:: Exercise objective ::
Copy out the part of the transcript below that opens with the words "Not MUFON, not" and closes with "always been compromised.", changing "good people" to "decent people" wherever it occurs.

The question is on whose behalf are they being done?
You know, when the National Reconnaissance Office, the NRO, puts out a new spy satellite, for example, who are they doing this?
On whose behalf are they doing it?
Are they doing it to protect you from the next Al Qaeda attack?
Really?
I don't think so.
They're doing it for.
Whatever powerful interests are able to get their way in terms of U.S. policy and strategy.
So, spying on other countries with a view to stealing their oil, sure, okay.
But there may be a lot of other things going on here.
The point is, there's a classified black budget component to space, and we are now seeing the beginnings of commercial private space ventures.
And we really need to be thinking what's the relationship between those two?
Because I find it very unlikely that you're just going to get some renegade billionaire who just wants to go up into space and find the UFOs and report everything to the rest of the world, doubting that'll happen.
I think by the time they get into space, they're going to be co opted by the whole system.
Yeah.
Well, this is actually interesting because you probably know quite a lot about the whole Bigelow Industries and their moves into space.
This guy whose company is based out of Nevada and made all these moves into space.
And he apparently went ahead and developed a huge role within MUFON in terms of getting a lot of their information that they've been building up.
And you were talking about MUFON in a way that I don't want to put words in your mouth, but they're kind of compromised a little bit to a certain extent in terms of being effective because they have these outside influences going on.
They always have.
They have never not.
Right.
Not MUFON, not the old nightcap.
National Investigative Committee on Aerial Phenomena, which was before them, they're all compromised.
Doesn't mean that there aren't good people in MUFON.
There are many good people in MUFON.
I know them and I love many of them.
But no, the organization's always been compromised.
So you can't really expect the full sort of truth out of a group like MUFON because there's not enough of the major players within it have control over what's going on inside.
And maybe they are sort of beholden.
To groups like Bigelow Industries who are investing in them and getting a lot of the information that they've been putting databases together for.
I've been trying to get to the bottom of that whole mess as it developed just not long ago.

:: Data section ::
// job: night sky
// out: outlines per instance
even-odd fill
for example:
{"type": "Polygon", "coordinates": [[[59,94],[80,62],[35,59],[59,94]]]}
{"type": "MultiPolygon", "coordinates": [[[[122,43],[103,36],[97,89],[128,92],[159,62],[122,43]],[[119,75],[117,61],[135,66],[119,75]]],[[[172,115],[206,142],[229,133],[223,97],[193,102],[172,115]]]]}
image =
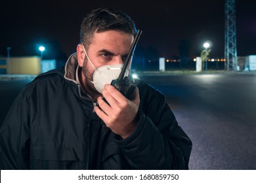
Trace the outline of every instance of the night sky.
{"type": "MultiPolygon", "coordinates": [[[[127,12],[143,31],[137,48],[159,56],[179,56],[179,45],[190,45],[199,56],[203,42],[213,46],[210,57],[224,56],[224,0],[6,1],[0,5],[0,56],[62,52],[69,56],[79,43],[80,25],[91,10],[108,7],[127,12]]],[[[256,1],[236,1],[238,56],[256,54],[256,1]]]]}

:: Completed exercise ::
Not MUFON, not the old nightcap.
National Investigative Committee on Aerial Phenomena, which was before them, they're all compromised.
Doesn't mean that there aren't decent people in MUFON.
There are many decent people in MUFON.
I know them and I love many of them.
But no, the organization's always been compromised.